→ **SOURCE TEXT**
There's not any rocket science here, but there's also no unicorns and butterflies, which unfortunately the FIRE community has seemed to make it out as.

Your debt service is a big part of your outgoing money.  Because you've got rental properties, that's not unexpected.  But those debts are not going to go away and you should constantly be looking at them to determine if you really, really are making money from them.  There are tons of people who own rentals and think they're making money and when they finally put together a comprehensive spreadsheet of income and expenses, they're surprised to find that they lose money....even when figuring future sales.

→ **SUPPLIED INFORMATION**
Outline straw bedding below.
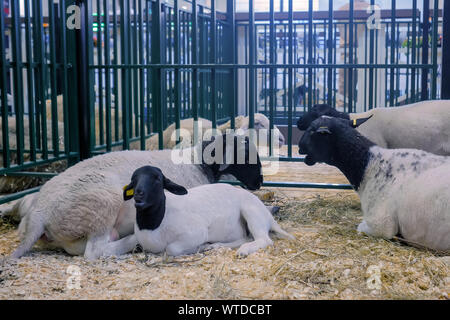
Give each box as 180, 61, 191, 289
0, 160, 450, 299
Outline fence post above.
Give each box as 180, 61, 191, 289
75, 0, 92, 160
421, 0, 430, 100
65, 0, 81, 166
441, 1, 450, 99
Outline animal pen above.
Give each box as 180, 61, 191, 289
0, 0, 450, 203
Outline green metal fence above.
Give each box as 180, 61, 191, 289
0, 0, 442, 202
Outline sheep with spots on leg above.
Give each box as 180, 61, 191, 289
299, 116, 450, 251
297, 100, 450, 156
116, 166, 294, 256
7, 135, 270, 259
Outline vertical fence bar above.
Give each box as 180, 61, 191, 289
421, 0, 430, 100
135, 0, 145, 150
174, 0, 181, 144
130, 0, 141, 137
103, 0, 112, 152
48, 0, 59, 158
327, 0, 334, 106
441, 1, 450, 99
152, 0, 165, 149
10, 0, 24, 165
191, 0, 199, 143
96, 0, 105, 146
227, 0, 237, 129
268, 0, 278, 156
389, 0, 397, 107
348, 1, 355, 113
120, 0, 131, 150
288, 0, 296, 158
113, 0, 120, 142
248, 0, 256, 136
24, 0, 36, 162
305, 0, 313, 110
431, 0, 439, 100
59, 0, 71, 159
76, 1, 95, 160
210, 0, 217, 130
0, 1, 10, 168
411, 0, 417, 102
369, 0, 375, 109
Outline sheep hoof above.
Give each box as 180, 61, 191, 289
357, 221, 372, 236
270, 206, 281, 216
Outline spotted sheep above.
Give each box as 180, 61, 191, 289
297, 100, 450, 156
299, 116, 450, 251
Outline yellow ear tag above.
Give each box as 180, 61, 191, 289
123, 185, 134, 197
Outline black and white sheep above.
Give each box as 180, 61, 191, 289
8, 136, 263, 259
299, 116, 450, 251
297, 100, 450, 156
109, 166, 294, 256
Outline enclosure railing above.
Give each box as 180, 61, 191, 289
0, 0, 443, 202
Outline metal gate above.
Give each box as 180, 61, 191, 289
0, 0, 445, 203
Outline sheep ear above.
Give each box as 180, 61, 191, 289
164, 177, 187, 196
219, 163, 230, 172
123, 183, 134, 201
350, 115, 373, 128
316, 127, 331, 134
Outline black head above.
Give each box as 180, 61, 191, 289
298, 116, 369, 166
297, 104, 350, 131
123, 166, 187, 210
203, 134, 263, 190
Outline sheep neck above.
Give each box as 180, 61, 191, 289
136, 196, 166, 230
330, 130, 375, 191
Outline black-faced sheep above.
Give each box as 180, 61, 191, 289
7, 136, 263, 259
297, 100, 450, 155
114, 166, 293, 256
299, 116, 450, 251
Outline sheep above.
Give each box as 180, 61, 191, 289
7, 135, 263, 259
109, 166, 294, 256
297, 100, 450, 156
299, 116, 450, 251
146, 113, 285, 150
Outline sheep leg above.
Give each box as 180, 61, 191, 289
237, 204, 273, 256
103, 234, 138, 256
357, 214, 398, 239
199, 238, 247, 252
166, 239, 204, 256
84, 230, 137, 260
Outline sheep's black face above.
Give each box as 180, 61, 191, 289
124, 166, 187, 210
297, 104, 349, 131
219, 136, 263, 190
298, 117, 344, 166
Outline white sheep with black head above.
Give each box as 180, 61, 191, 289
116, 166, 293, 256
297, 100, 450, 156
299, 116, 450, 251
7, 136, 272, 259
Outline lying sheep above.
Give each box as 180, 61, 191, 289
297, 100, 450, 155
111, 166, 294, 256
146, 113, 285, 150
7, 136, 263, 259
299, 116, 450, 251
---
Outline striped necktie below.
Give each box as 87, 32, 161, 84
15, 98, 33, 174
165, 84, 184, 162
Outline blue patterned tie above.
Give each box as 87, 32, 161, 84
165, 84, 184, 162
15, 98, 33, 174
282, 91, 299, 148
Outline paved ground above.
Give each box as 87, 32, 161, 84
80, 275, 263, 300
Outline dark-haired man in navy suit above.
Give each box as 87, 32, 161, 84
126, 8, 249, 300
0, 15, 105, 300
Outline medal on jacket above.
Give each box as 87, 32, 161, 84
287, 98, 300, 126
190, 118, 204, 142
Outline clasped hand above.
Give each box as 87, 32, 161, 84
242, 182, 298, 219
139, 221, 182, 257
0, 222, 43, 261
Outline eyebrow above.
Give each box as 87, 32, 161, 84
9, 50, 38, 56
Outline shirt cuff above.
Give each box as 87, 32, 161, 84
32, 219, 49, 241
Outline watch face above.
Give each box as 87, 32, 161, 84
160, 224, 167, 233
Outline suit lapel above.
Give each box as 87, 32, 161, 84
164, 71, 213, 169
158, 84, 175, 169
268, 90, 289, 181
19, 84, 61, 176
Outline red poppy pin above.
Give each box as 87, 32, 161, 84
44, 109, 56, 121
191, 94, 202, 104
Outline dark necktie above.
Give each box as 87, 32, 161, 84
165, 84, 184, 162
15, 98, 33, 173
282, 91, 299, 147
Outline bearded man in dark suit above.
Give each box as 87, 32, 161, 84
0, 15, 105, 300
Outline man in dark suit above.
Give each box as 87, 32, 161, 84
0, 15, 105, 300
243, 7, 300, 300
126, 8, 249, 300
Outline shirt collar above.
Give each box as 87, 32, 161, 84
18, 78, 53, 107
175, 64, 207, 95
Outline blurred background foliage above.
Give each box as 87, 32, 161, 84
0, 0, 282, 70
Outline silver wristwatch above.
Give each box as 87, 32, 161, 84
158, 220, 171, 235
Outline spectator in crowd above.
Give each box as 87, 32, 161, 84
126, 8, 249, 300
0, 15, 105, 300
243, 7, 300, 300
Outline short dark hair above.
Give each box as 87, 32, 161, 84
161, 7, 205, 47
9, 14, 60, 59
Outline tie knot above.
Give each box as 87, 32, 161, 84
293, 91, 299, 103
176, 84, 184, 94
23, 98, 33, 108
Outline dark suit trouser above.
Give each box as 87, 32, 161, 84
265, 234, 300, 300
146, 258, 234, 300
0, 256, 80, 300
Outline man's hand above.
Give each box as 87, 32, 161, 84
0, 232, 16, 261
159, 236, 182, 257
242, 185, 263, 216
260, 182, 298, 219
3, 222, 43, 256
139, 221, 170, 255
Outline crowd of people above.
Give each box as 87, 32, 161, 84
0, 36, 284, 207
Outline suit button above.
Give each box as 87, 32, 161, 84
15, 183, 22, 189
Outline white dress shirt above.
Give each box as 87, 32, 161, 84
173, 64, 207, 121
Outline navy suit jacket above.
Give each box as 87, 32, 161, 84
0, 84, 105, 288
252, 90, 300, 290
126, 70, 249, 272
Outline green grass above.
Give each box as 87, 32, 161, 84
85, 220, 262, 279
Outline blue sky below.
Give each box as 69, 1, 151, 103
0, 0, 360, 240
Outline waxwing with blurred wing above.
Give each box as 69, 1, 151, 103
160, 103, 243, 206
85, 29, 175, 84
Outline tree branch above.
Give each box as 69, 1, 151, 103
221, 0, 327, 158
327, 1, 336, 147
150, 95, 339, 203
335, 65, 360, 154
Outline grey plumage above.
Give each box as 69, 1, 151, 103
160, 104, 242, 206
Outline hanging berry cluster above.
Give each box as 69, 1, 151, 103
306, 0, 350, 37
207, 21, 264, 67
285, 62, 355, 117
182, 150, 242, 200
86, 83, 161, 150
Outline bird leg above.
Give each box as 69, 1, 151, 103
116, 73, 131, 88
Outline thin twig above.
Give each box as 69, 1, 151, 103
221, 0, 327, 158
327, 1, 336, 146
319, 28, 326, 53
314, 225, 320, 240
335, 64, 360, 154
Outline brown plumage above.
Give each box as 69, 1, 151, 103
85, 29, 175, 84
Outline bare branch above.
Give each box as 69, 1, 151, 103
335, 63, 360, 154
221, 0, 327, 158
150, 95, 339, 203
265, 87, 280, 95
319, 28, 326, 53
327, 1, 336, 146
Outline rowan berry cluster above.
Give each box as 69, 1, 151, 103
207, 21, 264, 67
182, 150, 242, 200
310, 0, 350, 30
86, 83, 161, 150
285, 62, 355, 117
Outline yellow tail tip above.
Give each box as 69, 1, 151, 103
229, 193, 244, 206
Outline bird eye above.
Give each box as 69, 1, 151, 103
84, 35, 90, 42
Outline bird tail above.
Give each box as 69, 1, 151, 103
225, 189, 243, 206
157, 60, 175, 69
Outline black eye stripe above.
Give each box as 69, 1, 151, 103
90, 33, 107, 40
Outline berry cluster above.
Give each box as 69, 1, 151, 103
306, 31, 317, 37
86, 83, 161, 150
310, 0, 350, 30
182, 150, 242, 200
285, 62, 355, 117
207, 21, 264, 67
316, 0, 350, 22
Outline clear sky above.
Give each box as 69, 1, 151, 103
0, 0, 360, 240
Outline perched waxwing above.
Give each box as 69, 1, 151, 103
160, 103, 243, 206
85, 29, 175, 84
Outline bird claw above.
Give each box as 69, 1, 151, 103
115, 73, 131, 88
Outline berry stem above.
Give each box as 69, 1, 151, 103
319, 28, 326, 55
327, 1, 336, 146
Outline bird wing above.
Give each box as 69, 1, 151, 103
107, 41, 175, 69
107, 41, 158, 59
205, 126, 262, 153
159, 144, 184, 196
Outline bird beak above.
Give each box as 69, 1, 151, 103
* * *
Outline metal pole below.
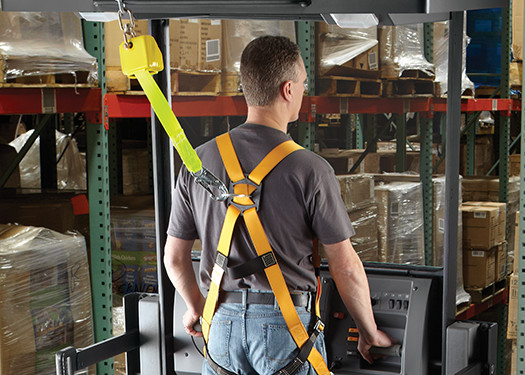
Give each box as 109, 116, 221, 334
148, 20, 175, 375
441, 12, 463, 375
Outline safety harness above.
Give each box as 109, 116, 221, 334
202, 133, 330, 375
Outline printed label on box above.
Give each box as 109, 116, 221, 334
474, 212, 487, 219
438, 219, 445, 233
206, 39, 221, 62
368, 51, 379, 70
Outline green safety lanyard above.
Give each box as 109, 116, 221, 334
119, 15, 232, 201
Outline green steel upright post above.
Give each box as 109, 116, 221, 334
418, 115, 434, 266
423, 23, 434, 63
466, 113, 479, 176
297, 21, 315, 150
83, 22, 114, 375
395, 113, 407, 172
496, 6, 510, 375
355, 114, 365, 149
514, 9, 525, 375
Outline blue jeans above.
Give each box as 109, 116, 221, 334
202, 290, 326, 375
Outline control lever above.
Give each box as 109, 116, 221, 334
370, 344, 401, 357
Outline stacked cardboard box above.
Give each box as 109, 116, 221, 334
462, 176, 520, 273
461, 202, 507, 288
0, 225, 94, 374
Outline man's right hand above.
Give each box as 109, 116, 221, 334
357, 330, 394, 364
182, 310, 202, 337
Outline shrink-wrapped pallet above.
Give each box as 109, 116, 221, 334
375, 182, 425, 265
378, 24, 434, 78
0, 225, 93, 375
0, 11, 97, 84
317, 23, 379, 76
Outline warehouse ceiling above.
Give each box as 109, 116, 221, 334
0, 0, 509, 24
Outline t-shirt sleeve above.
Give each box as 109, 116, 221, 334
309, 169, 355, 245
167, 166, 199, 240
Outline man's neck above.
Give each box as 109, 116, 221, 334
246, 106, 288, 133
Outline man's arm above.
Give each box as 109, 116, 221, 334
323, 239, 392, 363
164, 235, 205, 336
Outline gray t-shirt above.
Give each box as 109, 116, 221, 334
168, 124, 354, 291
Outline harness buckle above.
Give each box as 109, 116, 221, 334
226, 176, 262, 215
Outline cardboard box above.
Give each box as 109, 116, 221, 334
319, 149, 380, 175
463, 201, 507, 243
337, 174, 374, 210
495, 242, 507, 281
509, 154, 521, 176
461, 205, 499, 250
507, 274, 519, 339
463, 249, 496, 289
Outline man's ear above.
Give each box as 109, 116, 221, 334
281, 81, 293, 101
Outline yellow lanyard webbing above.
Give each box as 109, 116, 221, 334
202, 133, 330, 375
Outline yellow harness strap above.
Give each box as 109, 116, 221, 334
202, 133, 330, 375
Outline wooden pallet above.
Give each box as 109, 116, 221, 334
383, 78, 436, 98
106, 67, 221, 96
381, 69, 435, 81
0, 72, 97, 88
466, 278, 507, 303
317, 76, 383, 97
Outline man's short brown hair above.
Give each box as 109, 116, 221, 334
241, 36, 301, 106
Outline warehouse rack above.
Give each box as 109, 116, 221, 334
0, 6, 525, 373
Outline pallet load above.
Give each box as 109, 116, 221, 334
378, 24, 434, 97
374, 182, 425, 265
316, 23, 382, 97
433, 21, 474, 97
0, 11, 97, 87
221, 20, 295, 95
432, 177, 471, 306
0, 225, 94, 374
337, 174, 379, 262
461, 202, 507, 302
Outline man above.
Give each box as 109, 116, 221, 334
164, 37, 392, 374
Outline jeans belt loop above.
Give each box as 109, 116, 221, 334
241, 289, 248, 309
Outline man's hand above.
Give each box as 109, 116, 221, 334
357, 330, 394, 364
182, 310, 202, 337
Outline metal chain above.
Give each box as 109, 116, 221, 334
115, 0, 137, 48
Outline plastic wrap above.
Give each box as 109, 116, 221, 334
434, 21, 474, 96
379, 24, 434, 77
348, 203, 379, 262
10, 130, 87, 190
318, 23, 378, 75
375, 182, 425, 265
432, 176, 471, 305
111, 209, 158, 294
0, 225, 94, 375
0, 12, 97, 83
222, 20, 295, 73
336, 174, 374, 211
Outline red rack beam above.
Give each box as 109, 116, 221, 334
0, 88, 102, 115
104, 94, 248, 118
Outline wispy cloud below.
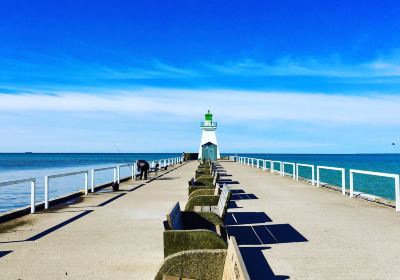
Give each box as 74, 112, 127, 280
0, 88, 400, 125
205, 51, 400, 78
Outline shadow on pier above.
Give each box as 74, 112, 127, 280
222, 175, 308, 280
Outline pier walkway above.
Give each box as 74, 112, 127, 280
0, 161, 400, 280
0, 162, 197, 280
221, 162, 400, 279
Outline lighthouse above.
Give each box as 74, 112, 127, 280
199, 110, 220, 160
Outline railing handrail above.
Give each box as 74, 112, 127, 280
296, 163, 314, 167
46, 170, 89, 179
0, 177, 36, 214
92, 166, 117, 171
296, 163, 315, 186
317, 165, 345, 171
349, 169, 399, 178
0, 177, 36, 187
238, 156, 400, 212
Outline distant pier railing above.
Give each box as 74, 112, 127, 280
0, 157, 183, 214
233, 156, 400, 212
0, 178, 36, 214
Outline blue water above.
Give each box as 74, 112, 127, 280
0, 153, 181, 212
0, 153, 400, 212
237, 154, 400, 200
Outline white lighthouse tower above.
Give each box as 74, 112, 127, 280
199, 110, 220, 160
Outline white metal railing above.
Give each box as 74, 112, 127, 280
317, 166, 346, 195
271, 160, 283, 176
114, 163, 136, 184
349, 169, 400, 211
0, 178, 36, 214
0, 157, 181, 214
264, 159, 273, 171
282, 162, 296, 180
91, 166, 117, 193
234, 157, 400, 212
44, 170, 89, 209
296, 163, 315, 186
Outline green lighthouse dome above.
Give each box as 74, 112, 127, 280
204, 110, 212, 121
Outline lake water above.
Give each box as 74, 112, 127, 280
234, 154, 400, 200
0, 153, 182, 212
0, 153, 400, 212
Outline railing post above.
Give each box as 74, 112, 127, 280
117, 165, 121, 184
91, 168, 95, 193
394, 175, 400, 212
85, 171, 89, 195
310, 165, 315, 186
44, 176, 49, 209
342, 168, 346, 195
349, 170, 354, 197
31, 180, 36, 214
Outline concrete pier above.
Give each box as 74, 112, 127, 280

→ **TASKS FOR THIS EXERCISE**
1. In the passage on rental property debt, what do many owners discover once they put together a comprehensive spreadsheet of income and expenses?
2. Continue the passage on rental property debt from its last sentence.
None of the material matters here.

→ **RESULTS**
1. They are surprised to find that they lose money, even when figuring future sales.

2.
You're looking at the now.  Swim lessons, Amazon Prime (which I have never understood....I just buy $35 in stuff and wait a week for it and it still ships free), gymnastics.  Those are all now expenses.  How about college.  Do you know what colleges cost?  What are the majors available at local community colleges?  State colleges?  Do the community colleges have robust programs so the courses can be transferred?  People say all the time "Your kids can take out loans for college but you can't take out loans for retirement".  Well, they're wrong.  Beyond Stafford loans, all other loans are parent loans.  Even those labeled student loans require a cosigner which means you which means it's your loan.  Where I'm going with all this is that college is expensive.  Some states like CA are cheap.  Some are not.  Resident state college in my state, living on campus is over $30k.  (which to me is cheap as my older son is just finishing at private college....this fall, incoming freshmen pay $70k a year and yes, some people, like me got zip for aid, so we paid full price.  Anyways, know.  Don't go retiring, thinking it'll take care of itself.  College is expensive and takes planning.  For you it's planning times 3. 

While I get that you want to FI early, I honestly think you've got a number of decades ahead of you.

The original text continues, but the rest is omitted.